→ SHORT EXERCISE: Recast the data below as a JSON list of strings, one string per line, leaving out any blank lines.

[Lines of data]
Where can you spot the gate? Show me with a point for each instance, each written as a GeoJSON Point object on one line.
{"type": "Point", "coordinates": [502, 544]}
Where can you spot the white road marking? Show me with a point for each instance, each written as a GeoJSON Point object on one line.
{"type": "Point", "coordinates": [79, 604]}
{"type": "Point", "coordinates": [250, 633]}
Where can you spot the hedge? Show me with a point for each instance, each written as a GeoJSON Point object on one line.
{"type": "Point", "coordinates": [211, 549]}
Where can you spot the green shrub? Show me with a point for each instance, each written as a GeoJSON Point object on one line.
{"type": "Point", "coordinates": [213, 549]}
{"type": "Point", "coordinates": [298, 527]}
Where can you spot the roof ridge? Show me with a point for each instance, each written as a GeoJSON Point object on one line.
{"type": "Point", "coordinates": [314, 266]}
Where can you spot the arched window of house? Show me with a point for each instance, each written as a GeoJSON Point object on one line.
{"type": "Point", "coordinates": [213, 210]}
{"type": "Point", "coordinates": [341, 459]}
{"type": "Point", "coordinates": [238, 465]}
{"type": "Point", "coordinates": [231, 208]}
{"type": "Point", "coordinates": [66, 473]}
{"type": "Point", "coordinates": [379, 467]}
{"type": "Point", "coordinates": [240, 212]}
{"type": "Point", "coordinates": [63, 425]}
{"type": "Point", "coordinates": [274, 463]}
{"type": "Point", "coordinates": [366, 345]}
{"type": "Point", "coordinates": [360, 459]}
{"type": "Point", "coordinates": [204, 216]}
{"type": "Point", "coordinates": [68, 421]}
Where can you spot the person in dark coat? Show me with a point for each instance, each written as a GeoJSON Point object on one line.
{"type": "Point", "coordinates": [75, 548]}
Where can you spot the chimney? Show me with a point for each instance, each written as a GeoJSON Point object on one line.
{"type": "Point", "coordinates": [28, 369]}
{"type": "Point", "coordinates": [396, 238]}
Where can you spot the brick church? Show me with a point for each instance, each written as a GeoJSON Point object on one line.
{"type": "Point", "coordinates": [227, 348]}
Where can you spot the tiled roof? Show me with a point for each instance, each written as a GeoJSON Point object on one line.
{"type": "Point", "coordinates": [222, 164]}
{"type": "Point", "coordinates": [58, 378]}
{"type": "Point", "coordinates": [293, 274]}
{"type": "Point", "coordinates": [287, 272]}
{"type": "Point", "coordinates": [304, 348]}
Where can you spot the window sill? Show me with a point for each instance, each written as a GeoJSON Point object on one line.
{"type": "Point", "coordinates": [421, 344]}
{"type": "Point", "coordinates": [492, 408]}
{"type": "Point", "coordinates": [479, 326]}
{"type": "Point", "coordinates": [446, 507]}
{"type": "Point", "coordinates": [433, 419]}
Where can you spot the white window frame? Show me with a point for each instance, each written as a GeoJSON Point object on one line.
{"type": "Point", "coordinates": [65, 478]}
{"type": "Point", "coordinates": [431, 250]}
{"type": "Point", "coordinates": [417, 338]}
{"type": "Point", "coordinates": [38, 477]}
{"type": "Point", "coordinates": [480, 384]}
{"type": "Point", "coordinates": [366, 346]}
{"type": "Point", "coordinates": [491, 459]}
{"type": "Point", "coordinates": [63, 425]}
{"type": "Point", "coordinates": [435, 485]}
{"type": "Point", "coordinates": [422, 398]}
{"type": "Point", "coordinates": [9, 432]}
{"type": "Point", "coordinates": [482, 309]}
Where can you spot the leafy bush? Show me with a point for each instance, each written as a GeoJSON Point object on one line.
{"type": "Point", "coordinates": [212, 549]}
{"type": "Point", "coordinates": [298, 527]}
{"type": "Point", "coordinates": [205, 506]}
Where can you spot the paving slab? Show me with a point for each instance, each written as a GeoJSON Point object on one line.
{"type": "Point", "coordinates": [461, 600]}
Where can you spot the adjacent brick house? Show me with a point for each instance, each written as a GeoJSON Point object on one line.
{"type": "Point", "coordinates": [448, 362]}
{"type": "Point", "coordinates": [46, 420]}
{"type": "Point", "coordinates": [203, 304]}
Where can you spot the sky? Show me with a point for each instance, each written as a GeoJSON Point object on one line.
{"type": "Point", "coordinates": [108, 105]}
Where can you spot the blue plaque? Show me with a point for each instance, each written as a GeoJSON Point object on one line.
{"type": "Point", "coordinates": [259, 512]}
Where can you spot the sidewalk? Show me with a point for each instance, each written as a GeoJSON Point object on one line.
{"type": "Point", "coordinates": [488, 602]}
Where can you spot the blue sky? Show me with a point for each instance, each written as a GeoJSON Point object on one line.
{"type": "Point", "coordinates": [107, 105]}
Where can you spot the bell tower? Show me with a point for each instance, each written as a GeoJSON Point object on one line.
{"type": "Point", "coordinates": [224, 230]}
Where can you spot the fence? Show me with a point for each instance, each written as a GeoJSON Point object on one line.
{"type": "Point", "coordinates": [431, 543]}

→ RIGHT ANSWER:
[
  "Where can you spot the gate? Show me with a point for each instance, each written as a GeoJSON Point object on one line.",
  "{\"type\": \"Point\", \"coordinates\": [502, 544]}",
  "Where can you spot the white road marking? Show me with a point for each instance, each written as a GeoJSON Point object on one line.",
  "{\"type\": \"Point\", \"coordinates\": [79, 604]}",
  "{\"type\": \"Point\", \"coordinates\": [250, 633]}",
  "Where can you spot the hedge? Show me with a point for each instance, each written as a GeoJSON Point object on one line.",
  "{\"type\": \"Point\", \"coordinates\": [211, 549]}",
  "Where can you spot the green shrub? Show me with a point for each instance, each written as a GeoJSON Point object on one line.",
  "{\"type\": \"Point\", \"coordinates\": [213, 549]}",
  "{\"type\": \"Point\", \"coordinates\": [298, 527]}",
  "Where can you spot the roof ridge? Show me with a point for each instance, each written as a GeoJSON Point object on one line.",
  "{\"type\": \"Point\", \"coordinates\": [314, 266]}",
  "Where can you spot the arched window of house? Show me with a point for each instance, each written as a GeoJSON Point object on one line.",
  "{\"type\": \"Point\", \"coordinates\": [213, 210]}",
  "{\"type\": \"Point\", \"coordinates\": [341, 459]}",
  "{\"type\": \"Point\", \"coordinates\": [238, 465]}",
  "{\"type\": \"Point\", \"coordinates\": [231, 208]}",
  "{\"type\": \"Point\", \"coordinates\": [66, 473]}",
  "{\"type\": \"Point\", \"coordinates\": [379, 467]}",
  "{\"type\": \"Point\", \"coordinates\": [240, 212]}",
  "{\"type\": \"Point\", \"coordinates\": [63, 425]}",
  "{\"type\": \"Point\", \"coordinates\": [274, 463]}",
  "{\"type\": \"Point\", \"coordinates\": [366, 345]}",
  "{\"type\": \"Point\", \"coordinates\": [360, 459]}",
  "{\"type\": \"Point\", \"coordinates\": [204, 216]}",
  "{\"type\": \"Point\", \"coordinates\": [68, 421]}",
  "Where can you spot the person in dark coat? Show me with a point for each instance, each written as a GeoJSON Point object on one line.",
  "{\"type\": \"Point\", \"coordinates\": [75, 548]}",
  "Where can you spot the chimney? Show me with a point for each instance, each written as a GeoJSON Point object on one line.",
  "{\"type\": \"Point\", \"coordinates\": [28, 369]}",
  "{\"type\": \"Point\", \"coordinates\": [396, 238]}",
  "Where can you spot the brick church? Show me with a point for each instance, each written as a GeoJSON Point object on one line.",
  "{\"type\": \"Point\", \"coordinates\": [227, 348]}",
  "Where can you spot the tiled roof? Show me with a point for each instance, each written as a GeoJSON Point object on one line.",
  "{\"type\": \"Point\", \"coordinates\": [222, 164]}",
  "{\"type\": \"Point\", \"coordinates\": [58, 378]}",
  "{\"type\": \"Point\", \"coordinates\": [293, 274]}",
  "{\"type\": \"Point\", \"coordinates\": [287, 272]}",
  "{\"type\": \"Point\", \"coordinates\": [304, 348]}",
  "Where can you spot the window sill? Show me with a point for each instance, each written as a GeoJSON Point object on one line.",
  "{\"type\": \"Point\", \"coordinates\": [421, 344]}",
  "{\"type\": \"Point\", \"coordinates\": [492, 408]}",
  "{\"type\": \"Point\", \"coordinates\": [479, 326]}",
  "{\"type\": \"Point\", \"coordinates\": [446, 507]}",
  "{\"type\": \"Point\", \"coordinates\": [433, 419]}",
  "Where can you spot the white window frame? Show me with a point for each instance, each written as a GeoJSON Point object on one line.",
  "{\"type\": \"Point\", \"coordinates\": [65, 478]}",
  "{\"type\": \"Point\", \"coordinates\": [431, 250]}",
  "{\"type\": \"Point\", \"coordinates\": [417, 338]}",
  "{\"type\": \"Point\", \"coordinates\": [38, 477]}",
  "{\"type\": \"Point\", \"coordinates\": [480, 384]}",
  "{\"type\": \"Point\", \"coordinates\": [366, 346]}",
  "{\"type\": \"Point\", \"coordinates\": [491, 459]}",
  "{\"type\": \"Point\", \"coordinates\": [63, 425]}",
  "{\"type\": \"Point\", \"coordinates\": [435, 485]}",
  "{\"type\": \"Point\", \"coordinates\": [422, 398]}",
  "{\"type\": \"Point\", \"coordinates\": [9, 432]}",
  "{\"type\": \"Point\", \"coordinates\": [482, 309]}",
  "Where can you spot the leafy bush? Show me with a point for each instance, each written as a GeoJSON Point object on one line.",
  "{\"type\": \"Point\", \"coordinates\": [212, 549]}",
  "{\"type\": \"Point\", \"coordinates\": [298, 527]}",
  "{\"type\": \"Point\", \"coordinates\": [205, 506]}",
  "Where can you spot the paving slab? Show me with a point for each instance, each written as a GeoJSON Point object on one line.",
  "{\"type\": \"Point\", \"coordinates\": [461, 600]}",
  "Where can you spot the adjacent brick house? Show me with a point for each instance, each written as a GeoJSON Point object on one line.",
  "{\"type\": \"Point\", \"coordinates\": [448, 362]}",
  "{\"type\": \"Point\", \"coordinates\": [46, 420]}",
  "{\"type\": \"Point\", \"coordinates\": [203, 304]}",
  "Where can you spot the sky? Show me with a point for each instance, each written as a GeoJSON Point object on one line.",
  "{\"type\": \"Point\", \"coordinates\": [108, 105]}",
  "Where can you spot the blue plaque? Show me with a point for each instance, each written as a GeoJSON Point object on one line.",
  "{\"type\": \"Point\", \"coordinates\": [259, 512]}",
  "Where can you spot the sidewalk? Show me with a point for each instance, each written as a GeoJSON Point object on one line.",
  "{\"type\": \"Point\", \"coordinates\": [488, 602]}",
  "Where can you spot the blue sky? Show me with a point for each instance, each written as a GeoJSON Point object on one line.",
  "{\"type\": \"Point\", \"coordinates\": [107, 105]}",
  "Where can you spot the bell tower? Show me with a point for each instance, each written as a GeoJSON Point object on one line.",
  "{\"type\": \"Point\", \"coordinates\": [224, 230]}",
  "Where can you spot the fence? Show me with a point for each instance, each written as a GeoJSON Point object on one line.",
  "{\"type\": \"Point\", \"coordinates\": [431, 543]}"
]